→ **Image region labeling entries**
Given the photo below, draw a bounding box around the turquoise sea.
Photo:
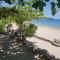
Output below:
[32,19,60,28]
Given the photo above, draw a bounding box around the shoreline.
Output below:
[27,26,60,58]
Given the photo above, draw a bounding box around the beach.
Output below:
[27,26,60,58]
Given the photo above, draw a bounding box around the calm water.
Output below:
[32,19,60,28]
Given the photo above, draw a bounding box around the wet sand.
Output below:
[27,26,60,58]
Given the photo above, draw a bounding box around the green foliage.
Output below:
[23,24,37,37]
[0,7,17,19]
[0,0,16,4]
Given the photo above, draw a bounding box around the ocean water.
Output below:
[32,19,60,28]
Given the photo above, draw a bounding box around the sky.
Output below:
[0,2,60,19]
[44,2,60,19]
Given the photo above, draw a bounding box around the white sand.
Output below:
[27,26,60,58]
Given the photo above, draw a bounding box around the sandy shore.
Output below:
[27,26,60,58]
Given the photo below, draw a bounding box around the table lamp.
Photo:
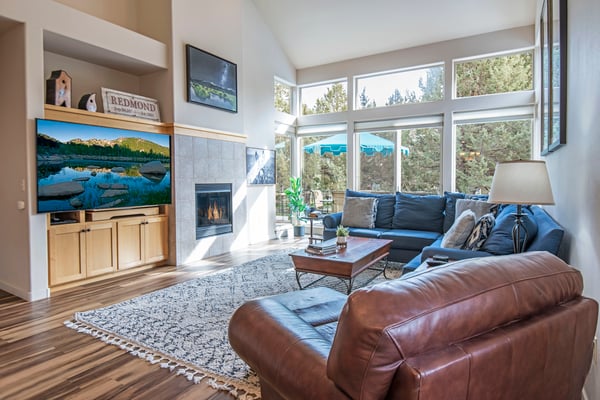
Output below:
[488,160,554,253]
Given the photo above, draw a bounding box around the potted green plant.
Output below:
[335,225,350,247]
[284,176,306,236]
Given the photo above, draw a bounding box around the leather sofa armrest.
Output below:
[421,246,492,262]
[229,298,347,399]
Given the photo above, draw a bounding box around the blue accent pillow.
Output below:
[444,192,465,232]
[481,205,538,255]
[346,189,396,229]
[392,193,446,233]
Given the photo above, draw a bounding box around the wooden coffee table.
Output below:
[290,236,392,294]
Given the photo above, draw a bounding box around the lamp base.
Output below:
[512,204,527,253]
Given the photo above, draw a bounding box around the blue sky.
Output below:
[37,119,169,147]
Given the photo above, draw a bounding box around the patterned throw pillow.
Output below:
[455,199,498,219]
[342,197,377,229]
[462,213,496,251]
[441,210,477,249]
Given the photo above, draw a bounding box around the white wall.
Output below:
[241,1,296,243]
[538,0,600,400]
[172,0,245,134]
[0,24,30,298]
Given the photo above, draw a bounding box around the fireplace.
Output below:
[196,183,233,239]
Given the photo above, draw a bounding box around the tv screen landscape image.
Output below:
[36,119,171,213]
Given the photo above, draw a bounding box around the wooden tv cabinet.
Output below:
[48,206,169,290]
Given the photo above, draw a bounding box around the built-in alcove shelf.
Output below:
[44,104,247,143]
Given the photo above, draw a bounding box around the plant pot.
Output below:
[294,225,305,236]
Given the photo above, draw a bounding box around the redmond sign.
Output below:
[101,88,160,121]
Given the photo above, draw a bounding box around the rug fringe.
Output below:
[64,320,261,400]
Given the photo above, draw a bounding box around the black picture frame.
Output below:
[246,147,276,185]
[539,0,567,155]
[185,44,238,113]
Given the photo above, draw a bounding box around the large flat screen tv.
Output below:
[36,119,171,213]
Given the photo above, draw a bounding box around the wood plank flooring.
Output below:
[0,238,306,400]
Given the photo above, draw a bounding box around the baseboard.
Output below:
[0,281,32,301]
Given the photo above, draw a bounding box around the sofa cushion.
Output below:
[346,189,396,229]
[441,210,477,249]
[379,229,440,251]
[456,199,498,219]
[481,205,538,255]
[444,192,465,232]
[392,193,446,233]
[342,197,377,228]
[463,213,495,250]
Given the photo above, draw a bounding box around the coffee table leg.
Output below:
[382,257,390,279]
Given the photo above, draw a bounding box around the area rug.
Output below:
[65,251,400,399]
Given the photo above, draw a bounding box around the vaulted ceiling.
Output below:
[254,0,536,69]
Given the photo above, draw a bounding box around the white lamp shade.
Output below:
[488,160,554,204]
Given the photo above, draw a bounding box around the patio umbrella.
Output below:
[304,133,409,156]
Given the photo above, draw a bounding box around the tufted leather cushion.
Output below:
[327,252,597,400]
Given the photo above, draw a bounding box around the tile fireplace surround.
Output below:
[169,134,247,265]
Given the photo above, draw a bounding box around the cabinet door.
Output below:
[85,222,117,277]
[144,217,169,263]
[117,218,145,269]
[48,224,86,286]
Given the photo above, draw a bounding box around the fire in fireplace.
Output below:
[196,183,233,239]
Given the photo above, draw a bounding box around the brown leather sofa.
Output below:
[229,252,598,400]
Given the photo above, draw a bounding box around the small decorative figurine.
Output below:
[77,93,98,112]
[46,69,71,107]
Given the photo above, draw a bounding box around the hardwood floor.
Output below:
[0,239,306,400]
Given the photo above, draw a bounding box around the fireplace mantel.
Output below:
[44,104,248,143]
[167,123,247,143]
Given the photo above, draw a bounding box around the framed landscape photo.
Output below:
[185,44,238,112]
[246,147,275,185]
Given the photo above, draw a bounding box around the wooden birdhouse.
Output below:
[46,69,71,107]
[77,93,98,112]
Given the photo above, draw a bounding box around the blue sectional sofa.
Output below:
[323,189,564,273]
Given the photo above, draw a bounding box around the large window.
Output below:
[300,80,348,115]
[300,133,347,193]
[456,118,533,194]
[358,127,442,193]
[454,51,533,97]
[355,64,444,109]
[293,35,539,203]
[273,79,292,114]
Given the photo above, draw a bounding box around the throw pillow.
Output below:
[442,210,477,249]
[462,213,496,250]
[346,189,396,229]
[456,199,498,219]
[444,192,465,232]
[342,197,377,228]
[481,205,538,255]
[392,193,446,233]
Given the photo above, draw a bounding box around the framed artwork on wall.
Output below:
[185,44,238,112]
[246,147,275,185]
[538,0,567,155]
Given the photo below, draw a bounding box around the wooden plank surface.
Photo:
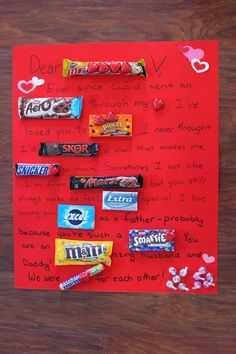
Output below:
[0,0,236,354]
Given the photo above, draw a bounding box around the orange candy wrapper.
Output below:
[89,112,132,138]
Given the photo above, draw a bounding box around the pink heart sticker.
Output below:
[180,45,204,62]
[191,59,210,74]
[202,253,216,263]
[17,80,36,94]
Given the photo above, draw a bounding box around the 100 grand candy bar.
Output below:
[62,59,147,77]
[70,175,143,189]
[18,96,82,119]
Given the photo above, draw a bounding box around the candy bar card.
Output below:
[13,41,218,294]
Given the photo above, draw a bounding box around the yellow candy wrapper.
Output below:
[55,238,113,266]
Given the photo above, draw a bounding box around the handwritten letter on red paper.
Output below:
[13,41,218,293]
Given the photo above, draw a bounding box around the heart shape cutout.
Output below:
[17,80,36,94]
[202,253,216,263]
[32,76,45,86]
[191,58,210,74]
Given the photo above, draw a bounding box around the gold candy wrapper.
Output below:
[62,59,147,77]
[55,238,113,266]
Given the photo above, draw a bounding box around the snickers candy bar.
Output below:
[18,96,82,119]
[62,59,147,77]
[15,163,60,176]
[70,175,143,189]
[39,143,98,156]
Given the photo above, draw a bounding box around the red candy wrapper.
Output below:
[15,163,60,176]
[62,59,147,77]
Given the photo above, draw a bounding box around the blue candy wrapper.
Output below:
[129,229,175,251]
[102,191,138,211]
[57,204,95,230]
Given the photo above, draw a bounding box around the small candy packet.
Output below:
[18,96,83,119]
[62,59,147,77]
[55,238,113,266]
[89,112,132,138]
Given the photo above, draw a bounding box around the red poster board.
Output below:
[13,41,218,293]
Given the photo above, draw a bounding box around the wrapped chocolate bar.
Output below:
[70,175,143,189]
[62,59,147,77]
[15,163,60,176]
[59,263,105,290]
[129,229,175,251]
[18,96,82,119]
[39,143,98,156]
[55,238,113,266]
[89,112,132,137]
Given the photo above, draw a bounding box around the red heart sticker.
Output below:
[121,61,132,74]
[111,61,121,74]
[99,62,109,74]
[88,63,98,74]
[165,231,175,242]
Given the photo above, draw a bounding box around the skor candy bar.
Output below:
[62,59,147,77]
[39,143,98,156]
[102,191,138,211]
[59,263,105,290]
[89,112,132,138]
[18,96,82,119]
[55,238,113,266]
[15,163,60,176]
[57,204,95,230]
[129,229,175,251]
[70,175,143,189]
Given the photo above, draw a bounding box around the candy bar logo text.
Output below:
[64,244,107,260]
[25,100,52,116]
[62,144,89,154]
[81,177,138,188]
[134,232,167,247]
[104,192,137,208]
[103,122,122,130]
[65,209,87,225]
[16,166,48,176]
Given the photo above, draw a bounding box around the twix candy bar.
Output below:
[62,59,147,77]
[39,143,98,156]
[70,175,143,189]
[18,96,82,119]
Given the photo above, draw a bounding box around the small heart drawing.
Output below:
[17,80,36,93]
[202,253,216,263]
[32,76,45,86]
[191,58,210,74]
[179,45,204,62]
[17,76,45,93]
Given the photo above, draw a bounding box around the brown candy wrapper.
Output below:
[18,96,82,119]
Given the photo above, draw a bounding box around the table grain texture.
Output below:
[0,0,236,354]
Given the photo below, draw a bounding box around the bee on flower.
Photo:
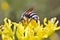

→ **Given exercise**
Copy everything from the line containing "flat screen tv." down to the line containing "[254,0,536,69]", both included, without any changes.

→ **Exercise result**
Given the photo above, draw a bounding box around the large flat screen tv.
Output below:
[36,119,171,213]
Given the photo above, draw a bounding box around the wood plank flooring.
Output below:
[0,238,306,400]
Given the photo above, draw a bounding box around the baseboard.
Output below:
[0,281,32,301]
Given the photo above, draw a bounding box around the sofa cushion.
Output below:
[346,189,396,229]
[441,210,477,249]
[379,229,440,251]
[456,199,498,219]
[481,205,538,255]
[444,192,465,232]
[392,193,446,233]
[342,197,377,228]
[463,213,495,250]
Given the photo above, draw a bounding box around the coffee table leg.
Output below:
[382,257,390,279]
Given the photo above, draw a bounding box around the area rug.
Output below:
[65,251,400,399]
Given the photo above, draw a bounding box around the vaulted ceiling.
Output below:
[254,0,536,69]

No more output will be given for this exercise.